Turn every line of the material below into a JSON list of strings, with one string per line and no entries for blank lines.

----------

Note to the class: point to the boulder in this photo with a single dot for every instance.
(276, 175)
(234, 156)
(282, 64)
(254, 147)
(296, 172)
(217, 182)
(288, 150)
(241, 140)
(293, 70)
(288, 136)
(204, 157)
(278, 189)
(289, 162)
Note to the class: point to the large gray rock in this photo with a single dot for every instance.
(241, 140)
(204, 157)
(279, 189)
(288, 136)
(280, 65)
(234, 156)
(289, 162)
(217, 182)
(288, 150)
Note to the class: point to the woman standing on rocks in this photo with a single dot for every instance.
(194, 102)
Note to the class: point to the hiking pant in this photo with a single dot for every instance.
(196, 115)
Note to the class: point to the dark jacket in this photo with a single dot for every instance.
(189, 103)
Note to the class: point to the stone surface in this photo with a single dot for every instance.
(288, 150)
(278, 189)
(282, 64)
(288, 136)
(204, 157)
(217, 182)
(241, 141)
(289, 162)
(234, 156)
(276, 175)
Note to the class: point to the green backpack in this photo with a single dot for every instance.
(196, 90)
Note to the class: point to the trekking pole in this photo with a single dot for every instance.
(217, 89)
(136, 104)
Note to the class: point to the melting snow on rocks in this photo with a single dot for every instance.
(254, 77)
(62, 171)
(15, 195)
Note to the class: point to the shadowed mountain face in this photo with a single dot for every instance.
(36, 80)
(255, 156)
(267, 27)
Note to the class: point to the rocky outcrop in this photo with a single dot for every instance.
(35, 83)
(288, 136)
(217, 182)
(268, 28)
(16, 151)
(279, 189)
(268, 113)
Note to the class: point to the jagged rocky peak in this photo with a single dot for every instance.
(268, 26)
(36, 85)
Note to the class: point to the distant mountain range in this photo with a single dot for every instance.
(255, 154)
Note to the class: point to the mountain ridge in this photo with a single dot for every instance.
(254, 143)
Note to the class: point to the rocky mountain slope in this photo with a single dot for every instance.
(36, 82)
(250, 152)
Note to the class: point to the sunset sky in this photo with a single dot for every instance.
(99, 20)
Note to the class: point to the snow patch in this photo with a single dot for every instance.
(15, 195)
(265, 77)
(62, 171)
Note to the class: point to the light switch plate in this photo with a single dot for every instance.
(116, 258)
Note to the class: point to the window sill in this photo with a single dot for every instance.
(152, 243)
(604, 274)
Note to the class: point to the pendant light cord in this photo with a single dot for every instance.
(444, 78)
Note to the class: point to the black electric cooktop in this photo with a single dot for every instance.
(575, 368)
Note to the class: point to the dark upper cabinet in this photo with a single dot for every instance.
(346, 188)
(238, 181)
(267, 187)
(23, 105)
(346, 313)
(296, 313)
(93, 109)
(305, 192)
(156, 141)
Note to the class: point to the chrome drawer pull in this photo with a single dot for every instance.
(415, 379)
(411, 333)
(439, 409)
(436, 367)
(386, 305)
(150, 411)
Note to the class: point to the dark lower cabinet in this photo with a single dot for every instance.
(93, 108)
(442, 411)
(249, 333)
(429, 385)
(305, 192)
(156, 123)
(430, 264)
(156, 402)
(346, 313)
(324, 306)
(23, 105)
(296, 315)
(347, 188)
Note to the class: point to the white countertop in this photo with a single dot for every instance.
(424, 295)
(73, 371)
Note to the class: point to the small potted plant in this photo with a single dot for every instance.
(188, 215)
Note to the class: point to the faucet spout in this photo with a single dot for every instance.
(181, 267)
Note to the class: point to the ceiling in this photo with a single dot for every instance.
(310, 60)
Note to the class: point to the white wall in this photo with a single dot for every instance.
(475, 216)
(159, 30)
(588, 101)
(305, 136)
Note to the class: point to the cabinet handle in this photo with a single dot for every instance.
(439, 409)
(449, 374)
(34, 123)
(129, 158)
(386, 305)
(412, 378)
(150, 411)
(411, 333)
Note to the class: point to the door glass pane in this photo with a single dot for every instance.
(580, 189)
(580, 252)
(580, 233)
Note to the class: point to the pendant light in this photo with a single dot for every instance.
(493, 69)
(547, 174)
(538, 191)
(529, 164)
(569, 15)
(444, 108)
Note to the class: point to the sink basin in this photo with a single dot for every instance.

----------

_FINISHED ANSWER_
[
  "Note to the class: point to the boulder in this photo with a single dot for every instance.",
  "(276, 175)",
  "(234, 156)",
  "(282, 64)",
  "(254, 147)",
  "(296, 172)",
  "(217, 182)",
  "(288, 150)",
  "(241, 140)",
  "(293, 70)",
  "(288, 136)",
  "(204, 157)",
  "(278, 189)",
  "(289, 162)",
  "Note to the class: point to the large gray rock in this photo with a single dot for every instance.",
  "(241, 140)",
  "(204, 157)",
  "(279, 189)",
  "(288, 136)",
  "(280, 65)",
  "(234, 156)",
  "(289, 162)",
  "(217, 182)",
  "(288, 150)",
  "Note to the class: point to the woman standing on rocks in this photo with a single dot for every instance.",
  "(194, 102)",
  "Note to the class: point to the hiking pant in this photo with a single dot for every instance.",
  "(196, 115)",
  "Note to the class: point to the dark jacket in this photo with a single dot for every instance.",
  "(189, 103)",
  "Note to the class: point to the stone surface in this photo with a single dot for every instance.",
  "(288, 150)",
  "(278, 189)",
  "(282, 64)",
  "(288, 136)",
  "(204, 157)",
  "(217, 182)",
  "(241, 141)",
  "(289, 162)",
  "(234, 156)",
  "(276, 175)",
  "Note to the class: point to the green backpack in this photo with a single dot for every instance.",
  "(196, 90)",
  "Note to the class: point to the trekking pole in this photo with a single dot for every instance.",
  "(217, 89)",
  "(136, 104)",
  "Note to the class: point to the melting snow on rocks in this photo with a single dot for every instance.",
  "(254, 77)",
  "(62, 171)",
  "(15, 195)",
  "Note to the class: point to the shadowed mountain face in this photo with a single dot for every instance.",
  "(36, 80)",
  "(255, 156)",
  "(267, 27)",
  "Note to the class: point to the rocky outcrop in this photo with a single dot for every instance.",
  "(35, 83)",
  "(288, 136)",
  "(217, 182)",
  "(268, 28)",
  "(16, 151)",
  "(279, 189)",
  "(268, 113)",
  "Note to the class: point to the jagged rocky peak in this photo with a single dot for every instance.",
  "(268, 26)",
  "(36, 85)",
  "Note to the class: point to the distant mountain range in this photo with a single dot for every instance.",
  "(255, 154)",
  "Note to the class: point to the mountain ridge in this photo with a single dot for every instance.",
  "(254, 143)",
  "Note to the class: point to the rocky mountain slope in this photo with a single dot for every instance.",
  "(36, 82)",
  "(250, 152)",
  "Note to the class: point to the sunset sky in this photo with a single dot for every instance.",
  "(99, 20)",
  "Note to the class: point to the snow patch in this photo with a single dot for every instance.",
  "(15, 195)",
  "(265, 77)",
  "(62, 171)",
  "Note to the class: point to the light switch plate in this photo with a single dot for every instance.",
  "(116, 258)",
  "Note to the class: point to the window sill in this photo with a single dot for every instance.",
  "(152, 243)",
  "(604, 274)",
  "Note to the class: point to the pendant light cord in this photo with a single dot for every instance.",
  "(444, 78)",
  "Note to the class: point to the black electric cooktop in this photo with a single dot for every instance.",
  "(575, 368)",
  "Note to the class: point to the dark upper cabinet in this photo with a single dot for every instance.",
  "(346, 188)",
  "(238, 181)",
  "(267, 187)",
  "(23, 105)",
  "(346, 313)",
  "(296, 313)",
  "(93, 109)",
  "(305, 192)",
  "(156, 141)",
  "Note to the class: point to the chrome drawer pull in this photo with a single dot for every instance.",
  "(415, 379)",
  "(411, 333)",
  "(439, 409)",
  "(436, 367)",
  "(386, 305)",
  "(150, 411)",
  "Note to the class: point to the dark lower cabinet in this photo with a single dot for every instance.",
  "(93, 108)",
  "(442, 411)",
  "(249, 333)",
  "(429, 385)",
  "(305, 192)",
  "(156, 123)",
  "(430, 264)",
  "(156, 402)",
  "(346, 313)",
  "(324, 306)",
  "(23, 105)",
  "(296, 315)",
  "(347, 188)",
  "Note to the class: point to the white countertop in this photo with a single dot for every instance.",
  "(424, 295)",
  "(73, 371)",
  "Note to the class: point to the small potted plant in this photo with a single dot for every instance.",
  "(188, 215)",
  "Note to the class: point to the faucet spout in this photo with a single dot for every instance.",
  "(181, 267)",
  "Note to the class: point to the ceiling in this photo with a single dot for every instance.",
  "(310, 60)",
  "Note to the class: point to the white wall in this photo with a single dot for every instance.",
  "(475, 216)",
  "(159, 30)",
  "(588, 101)",
  "(305, 136)",
  "Note to the class: point to the cabinet handle in this photo with a single dot for every instance.",
  "(439, 409)",
  "(449, 374)",
  "(34, 123)",
  "(129, 158)",
  "(386, 305)",
  "(412, 378)",
  "(150, 411)",
  "(411, 333)",
  "Note to the class: point to the door glass pane in this photo with a single dot for every instance.",
  "(580, 189)",
  "(580, 252)",
  "(580, 233)",
  "Note to the class: point to the pendant light in this photo with a single dot for every instance.",
  "(493, 69)",
  "(547, 174)",
  "(538, 191)",
  "(529, 164)",
  "(569, 15)",
  "(444, 108)",
  "Note to the class: point to the sink basin in this photo with a single dot for every instance."
]